REQUIREMENT:
Would you output the lines from the one with "the baby's knee" through the last line of the material below, exactly, but without pictures?

════════════════

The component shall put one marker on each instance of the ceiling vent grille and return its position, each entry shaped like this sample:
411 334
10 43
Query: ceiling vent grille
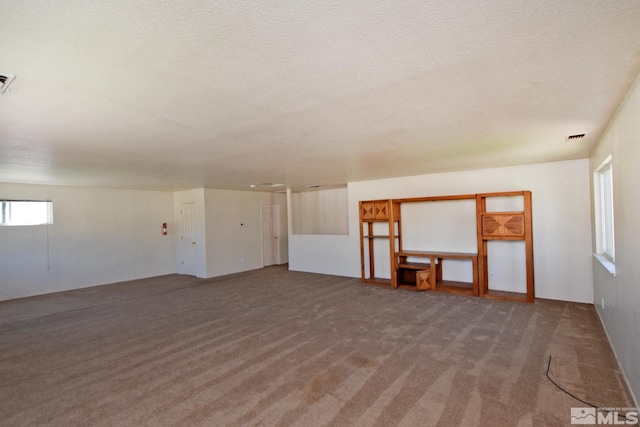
576 137
5 81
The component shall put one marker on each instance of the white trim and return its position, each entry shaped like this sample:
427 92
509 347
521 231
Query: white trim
606 263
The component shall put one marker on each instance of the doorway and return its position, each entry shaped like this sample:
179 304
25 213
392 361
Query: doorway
188 248
270 234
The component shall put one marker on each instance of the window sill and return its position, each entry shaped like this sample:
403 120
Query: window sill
606 263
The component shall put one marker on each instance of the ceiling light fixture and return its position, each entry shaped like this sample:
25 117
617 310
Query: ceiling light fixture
5 81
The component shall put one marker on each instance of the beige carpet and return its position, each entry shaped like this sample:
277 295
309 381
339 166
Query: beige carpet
274 347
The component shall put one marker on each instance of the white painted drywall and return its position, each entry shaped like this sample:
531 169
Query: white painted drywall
234 230
326 254
320 212
621 294
561 224
98 236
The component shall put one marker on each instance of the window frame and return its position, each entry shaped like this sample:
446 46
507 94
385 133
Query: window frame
604 214
7 221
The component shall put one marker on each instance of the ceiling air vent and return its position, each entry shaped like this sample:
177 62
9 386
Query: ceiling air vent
576 137
5 81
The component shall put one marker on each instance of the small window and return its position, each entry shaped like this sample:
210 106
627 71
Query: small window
603 197
23 212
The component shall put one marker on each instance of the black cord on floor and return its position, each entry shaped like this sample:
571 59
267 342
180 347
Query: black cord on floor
573 395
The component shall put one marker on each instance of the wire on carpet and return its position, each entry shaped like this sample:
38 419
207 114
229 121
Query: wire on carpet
573 395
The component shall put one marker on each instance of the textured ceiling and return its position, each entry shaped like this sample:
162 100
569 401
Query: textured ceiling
175 95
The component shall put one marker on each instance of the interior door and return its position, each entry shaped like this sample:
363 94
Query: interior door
270 232
188 239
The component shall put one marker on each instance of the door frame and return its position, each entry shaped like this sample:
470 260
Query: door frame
276 229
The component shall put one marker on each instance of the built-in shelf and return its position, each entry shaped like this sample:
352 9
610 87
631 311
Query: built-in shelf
427 275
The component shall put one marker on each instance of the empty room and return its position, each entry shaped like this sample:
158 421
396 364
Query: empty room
306 213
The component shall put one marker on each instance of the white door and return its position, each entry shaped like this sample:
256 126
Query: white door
270 231
188 239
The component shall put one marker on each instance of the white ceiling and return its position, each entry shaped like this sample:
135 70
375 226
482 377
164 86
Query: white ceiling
224 94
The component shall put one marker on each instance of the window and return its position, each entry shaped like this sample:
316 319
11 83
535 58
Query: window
603 198
23 212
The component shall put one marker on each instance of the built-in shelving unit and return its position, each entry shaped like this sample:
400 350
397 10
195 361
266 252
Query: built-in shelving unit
426 273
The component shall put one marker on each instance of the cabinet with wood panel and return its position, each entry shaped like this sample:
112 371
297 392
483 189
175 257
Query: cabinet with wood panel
423 270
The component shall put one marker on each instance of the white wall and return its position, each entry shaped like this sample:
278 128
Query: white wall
98 236
232 247
561 223
320 212
621 294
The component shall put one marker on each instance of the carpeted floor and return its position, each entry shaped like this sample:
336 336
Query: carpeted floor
274 347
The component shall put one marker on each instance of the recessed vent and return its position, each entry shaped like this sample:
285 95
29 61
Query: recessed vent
5 81
576 137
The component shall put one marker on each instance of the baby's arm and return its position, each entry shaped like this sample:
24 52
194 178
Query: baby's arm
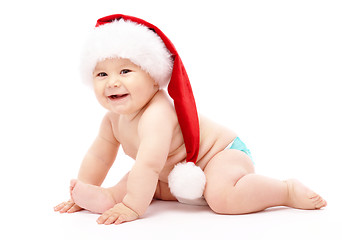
96 162
155 132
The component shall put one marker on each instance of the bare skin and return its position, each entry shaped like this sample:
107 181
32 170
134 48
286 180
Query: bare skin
141 119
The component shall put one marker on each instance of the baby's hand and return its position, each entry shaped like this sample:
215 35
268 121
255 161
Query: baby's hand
69 207
117 215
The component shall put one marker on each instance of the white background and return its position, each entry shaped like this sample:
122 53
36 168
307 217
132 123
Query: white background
270 70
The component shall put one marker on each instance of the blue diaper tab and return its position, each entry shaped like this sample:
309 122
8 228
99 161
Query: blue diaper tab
239 145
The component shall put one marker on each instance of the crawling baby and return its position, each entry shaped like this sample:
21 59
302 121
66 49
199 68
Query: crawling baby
129 63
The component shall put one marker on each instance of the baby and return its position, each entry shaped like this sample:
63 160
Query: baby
154 130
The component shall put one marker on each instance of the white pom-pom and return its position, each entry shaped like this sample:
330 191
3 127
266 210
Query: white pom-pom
187 182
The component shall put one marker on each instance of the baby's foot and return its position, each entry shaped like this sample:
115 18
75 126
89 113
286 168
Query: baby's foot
93 198
302 197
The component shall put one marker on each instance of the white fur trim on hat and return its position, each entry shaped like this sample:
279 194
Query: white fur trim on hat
126 39
187 182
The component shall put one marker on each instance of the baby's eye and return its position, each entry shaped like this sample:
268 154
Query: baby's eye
125 71
102 74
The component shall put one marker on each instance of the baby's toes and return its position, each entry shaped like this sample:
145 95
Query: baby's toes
320 203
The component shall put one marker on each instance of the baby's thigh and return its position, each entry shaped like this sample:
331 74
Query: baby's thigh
224 170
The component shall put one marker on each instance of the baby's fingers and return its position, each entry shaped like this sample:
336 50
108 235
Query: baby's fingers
74 208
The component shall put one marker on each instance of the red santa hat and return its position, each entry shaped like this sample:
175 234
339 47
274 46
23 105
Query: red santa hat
121 36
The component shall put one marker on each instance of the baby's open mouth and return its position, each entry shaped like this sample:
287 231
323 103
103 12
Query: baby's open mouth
117 96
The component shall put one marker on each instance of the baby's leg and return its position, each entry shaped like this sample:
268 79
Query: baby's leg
97 199
233 188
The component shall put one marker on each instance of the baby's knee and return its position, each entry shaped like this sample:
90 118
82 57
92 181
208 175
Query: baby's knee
225 205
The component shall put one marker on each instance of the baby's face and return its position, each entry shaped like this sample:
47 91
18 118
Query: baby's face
121 86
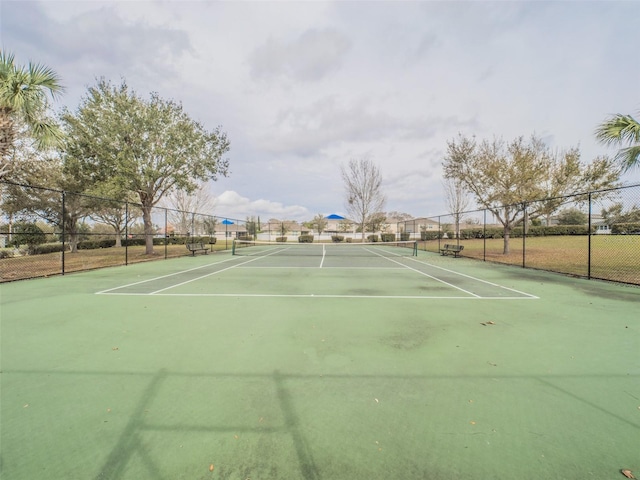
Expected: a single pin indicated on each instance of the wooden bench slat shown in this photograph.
(197, 247)
(451, 249)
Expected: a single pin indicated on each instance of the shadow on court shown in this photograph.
(160, 386)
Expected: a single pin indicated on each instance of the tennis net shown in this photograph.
(384, 249)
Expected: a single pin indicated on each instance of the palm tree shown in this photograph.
(622, 130)
(23, 100)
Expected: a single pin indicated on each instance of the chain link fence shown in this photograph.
(592, 235)
(47, 232)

════════════════

ANSWER TO THE PROBLEM:
The component shall put one marker on each instance of the baby's knee and return its position, each entry shaped like this sample:
90 118
82 57
92 181
208 175
Query: baby's knee
225 205
The component shall put one marker on each instance of the baby's face and return its position, each entry shaped like this sample:
47 91
18 118
Query: baby's face
121 86
Expected: a single pin indicated on each instance of the wooden bench slat shown in this photograph.
(197, 247)
(451, 249)
Expected: a single pin indicated on each instance of the shadow on court shown in this photograph.
(160, 386)
Expected: a single pin indicated on each instance of the tennis net shown in this photograph.
(384, 249)
Expected: a single pin indicated on each instance of the palm tree shown in this photograph.
(622, 130)
(23, 100)
Expected: a single pin indicated on each instance of the chain link fence shown in this photograph.
(592, 235)
(47, 232)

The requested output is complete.